> TASK DETAILS:
Convert every line of the records below into a JSON list of strings, one string per line, leaving out blank lines.

------------------------

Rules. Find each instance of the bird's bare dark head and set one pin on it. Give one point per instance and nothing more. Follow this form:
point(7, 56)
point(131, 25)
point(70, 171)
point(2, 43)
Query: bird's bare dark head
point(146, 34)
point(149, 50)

------------------------

> CORRECT RESULT:
[
  "Rules. Find each instance of the bird's bare dark head and set one pin on it. Give one point per instance and nothing more. Follow this form:",
  "point(7, 56)",
  "point(131, 25)",
  "point(70, 171)",
  "point(2, 43)",
  "Query: bird's bare dark head",
  "point(146, 34)",
  "point(149, 50)"
]